Instructions to follow. Rewrite the items below with every "flower bud" changed to "unopened bud", keeping everything else the same.

Records supplied.

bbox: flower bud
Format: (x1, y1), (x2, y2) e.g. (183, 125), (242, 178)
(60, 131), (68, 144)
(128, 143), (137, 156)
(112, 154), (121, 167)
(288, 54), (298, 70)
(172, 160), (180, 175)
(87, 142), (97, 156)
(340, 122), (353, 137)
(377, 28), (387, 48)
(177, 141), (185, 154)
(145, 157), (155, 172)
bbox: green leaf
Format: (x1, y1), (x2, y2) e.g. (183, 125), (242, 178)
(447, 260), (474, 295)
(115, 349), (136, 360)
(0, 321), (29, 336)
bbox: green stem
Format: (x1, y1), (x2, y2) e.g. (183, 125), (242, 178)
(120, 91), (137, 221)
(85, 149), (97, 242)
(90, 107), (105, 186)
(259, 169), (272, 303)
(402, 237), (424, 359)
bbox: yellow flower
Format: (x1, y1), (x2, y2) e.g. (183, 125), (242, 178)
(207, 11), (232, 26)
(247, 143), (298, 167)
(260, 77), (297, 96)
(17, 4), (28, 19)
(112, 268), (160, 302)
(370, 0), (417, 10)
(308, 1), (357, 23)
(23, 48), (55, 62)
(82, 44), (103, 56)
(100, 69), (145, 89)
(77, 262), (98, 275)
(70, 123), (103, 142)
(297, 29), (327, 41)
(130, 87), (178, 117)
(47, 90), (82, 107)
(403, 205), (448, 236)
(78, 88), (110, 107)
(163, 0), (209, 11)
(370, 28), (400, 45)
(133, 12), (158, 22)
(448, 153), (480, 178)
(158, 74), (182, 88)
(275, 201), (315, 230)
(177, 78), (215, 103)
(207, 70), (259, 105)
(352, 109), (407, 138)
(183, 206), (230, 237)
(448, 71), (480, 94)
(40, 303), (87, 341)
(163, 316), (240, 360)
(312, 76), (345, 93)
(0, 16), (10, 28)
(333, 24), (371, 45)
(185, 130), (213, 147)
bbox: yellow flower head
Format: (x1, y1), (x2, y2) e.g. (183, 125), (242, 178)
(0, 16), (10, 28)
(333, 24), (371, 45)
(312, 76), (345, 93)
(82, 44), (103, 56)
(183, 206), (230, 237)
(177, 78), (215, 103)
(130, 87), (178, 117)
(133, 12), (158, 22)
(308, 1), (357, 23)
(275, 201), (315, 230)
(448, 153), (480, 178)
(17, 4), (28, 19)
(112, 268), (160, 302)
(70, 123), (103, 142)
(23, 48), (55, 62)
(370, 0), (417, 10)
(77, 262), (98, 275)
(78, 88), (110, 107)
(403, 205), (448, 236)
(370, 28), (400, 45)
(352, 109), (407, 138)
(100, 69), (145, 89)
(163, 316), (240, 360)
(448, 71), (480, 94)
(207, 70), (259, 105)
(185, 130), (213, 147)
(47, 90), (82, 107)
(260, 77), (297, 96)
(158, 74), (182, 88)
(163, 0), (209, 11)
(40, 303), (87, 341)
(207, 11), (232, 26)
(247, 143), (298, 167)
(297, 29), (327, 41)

Response to the exercise.
bbox: unopened bud
Format: (x1, y1), (x2, y2) e.g. (183, 125), (242, 178)
(60, 131), (68, 144)
(128, 143), (137, 156)
(112, 154), (121, 167)
(288, 54), (298, 70)
(172, 160), (180, 175)
(87, 142), (97, 156)
(340, 122), (353, 137)
(377, 28), (387, 48)
(177, 141), (185, 154)
(145, 157), (155, 172)
bbox: green leaf
Format: (x1, y1), (x2, y2) e.g. (183, 125), (242, 178)
(447, 260), (474, 295)
(115, 349), (136, 360)
(0, 321), (29, 336)
bbox: green stem
Format: (x1, y1), (x2, y2) e.g. (183, 125), (242, 178)
(120, 91), (137, 221)
(85, 149), (97, 242)
(90, 107), (105, 186)
(259, 169), (272, 303)
(402, 237), (424, 359)
bbox: yellow flower
Format: (x1, y1), (x2, y2) e.g. (183, 125), (242, 178)
(207, 11), (232, 26)
(247, 143), (298, 167)
(260, 77), (297, 96)
(17, 4), (28, 19)
(112, 268), (160, 302)
(370, 0), (417, 10)
(308, 1), (357, 23)
(23, 48), (55, 62)
(82, 44), (103, 56)
(100, 69), (145, 89)
(77, 262), (98, 275)
(70, 123), (103, 142)
(297, 29), (327, 41)
(130, 87), (178, 117)
(47, 90), (82, 107)
(403, 205), (448, 236)
(78, 88), (110, 107)
(163, 0), (209, 11)
(370, 28), (400, 45)
(133, 12), (158, 22)
(448, 153), (480, 178)
(158, 74), (182, 88)
(275, 201), (315, 230)
(177, 78), (215, 103)
(207, 70), (259, 105)
(352, 109), (407, 138)
(183, 206), (230, 237)
(448, 71), (480, 94)
(40, 303), (87, 341)
(163, 316), (240, 360)
(312, 76), (345, 93)
(0, 16), (10, 28)
(333, 24), (371, 45)
(185, 130), (213, 147)
bbox: yellow flower head
Format: (x1, y1), (x2, y2) e.g. (183, 125), (242, 178)
(0, 16), (10, 28)
(333, 24), (371, 45)
(312, 76), (345, 93)
(82, 44), (103, 56)
(183, 206), (230, 237)
(177, 78), (215, 103)
(130, 87), (178, 117)
(133, 12), (158, 22)
(308, 1), (357, 23)
(275, 201), (315, 230)
(448, 153), (480, 178)
(17, 4), (28, 19)
(112, 268), (160, 302)
(70, 123), (103, 142)
(23, 48), (55, 62)
(370, 0), (417, 10)
(77, 262), (98, 275)
(78, 88), (110, 107)
(403, 205), (448, 236)
(370, 28), (400, 45)
(352, 109), (407, 138)
(100, 69), (145, 89)
(163, 316), (240, 360)
(448, 71), (480, 94)
(207, 70), (259, 105)
(185, 130), (213, 147)
(47, 90), (82, 107)
(260, 77), (297, 96)
(158, 74), (182, 88)
(163, 0), (209, 11)
(40, 303), (87, 341)
(207, 11), (232, 26)
(247, 143), (298, 167)
(297, 29), (327, 41)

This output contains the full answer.